* KUTIPAN DOKUMEN
══════════

Publik dihebohkan dengan berita pengecatan pesawatan Kepresidenan dari warna biru muda menjadi merah. Berbagai pihak menyebutnya berfoya-foya dan tidak menunjukkan sense of crisis karena dilakukan di tengah pandemi Covid-19. Apakah kehebohan ini disengaja?
“Sometimes I think the human animal doesn’t really need food or water to survive, only gossip.” – Steve Toltz, novelis asal Australia
Dalam berbagai kesempatan, Presiden Joko Widodo (Jokowi) menegaskan agar para pembantunya memiliki sense of crisis di tengah hantaman pandemi Covid-19. Menariknya, diksi sense of crisis ini kemudian dipakai oleh masyarakat luas untuk mengkritik berbagai pernyataan atau kebijakan pejabat yang dinilai kontradiktif dengan penanganan pandemi.
Pada 7 Juli, misalnya, ketika Wakil Sekretaris Jenderal PAN Rosaline Irene Rumaseuw meminta pemerintah menyediakan Rumah Sakit (RS) khusus bagi pejabat negara, berbagai pihak mempertanyakan sense of crisis sang politisi.
Masih dari Senayan, diksi sense of crisis kembali menggema selepas Sekretariat Jenderal DPR mengeluarkan surat bernomor SJ/09596/SETJEN DPR RI/DA/07/2021 yang mengatur soal fasilitas isolasi mandiri (isoman) gratis di hotel bintang tiga bagi anggota DPR yang terkena Covid-19.
Terbaru, kali ini dari Istana. Di tengah dorongan untuk melakukan realokasi anggaran, pemerintah justru melakukan cat ulang pesawat Kepresidenan dari biru muda menjadi warna merah. Dengan biaya yang menelan angka Rp 2 miliar, berbagai pihak kembali mengeluarkan diksi pamungkas, di mana sense of crisis pemerintah? Apa urgensi pengecatan pesawat di tengah pandemi?

══════════

[Data yang Dikumpulkan]
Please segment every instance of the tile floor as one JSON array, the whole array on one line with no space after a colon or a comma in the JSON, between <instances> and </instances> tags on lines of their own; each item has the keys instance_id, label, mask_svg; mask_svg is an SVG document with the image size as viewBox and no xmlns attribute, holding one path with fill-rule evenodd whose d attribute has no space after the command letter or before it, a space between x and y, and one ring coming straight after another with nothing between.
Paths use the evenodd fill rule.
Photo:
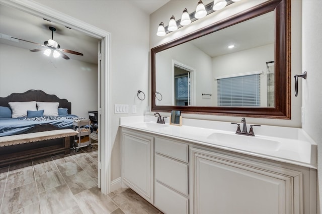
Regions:
<instances>
[{"instance_id":1,"label":"tile floor","mask_svg":"<svg viewBox=\"0 0 322 214\"><path fill-rule=\"evenodd\" d=\"M102 194L97 160L94 144L0 168L0 213L162 213L130 189Z\"/></svg>"}]
</instances>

══════════

* PETUNJUK
• 1. Berapa biaya pengecatan ulang pesawat Kepresidenan menurut kutipan dokumen?
• 2. Tuliskan ulang kata demi kata bagian kutipan dokumen mulai dari "Masih dari Senayan, diksi" sampai dengan "yang terkena Covid-19.", termasuk kata-kata terakhir itu.

* JAWABAN SETIAP TUGAS
• 1. Biayanya Rp 2 miliar.

• 2.
Masih dari Senayan, diksi sense of crisis kembali menggema selepas Sekretariat Jenderal DPR mengeluarkan surat bernomor SJ/09596/SETJEN DPR RI/DA/07/2021 yang mengatur soal fasilitas isolasi mandiri (isoman) gratis di hotel bintang tiga bagi anggota DPR yang terkena Covid-19.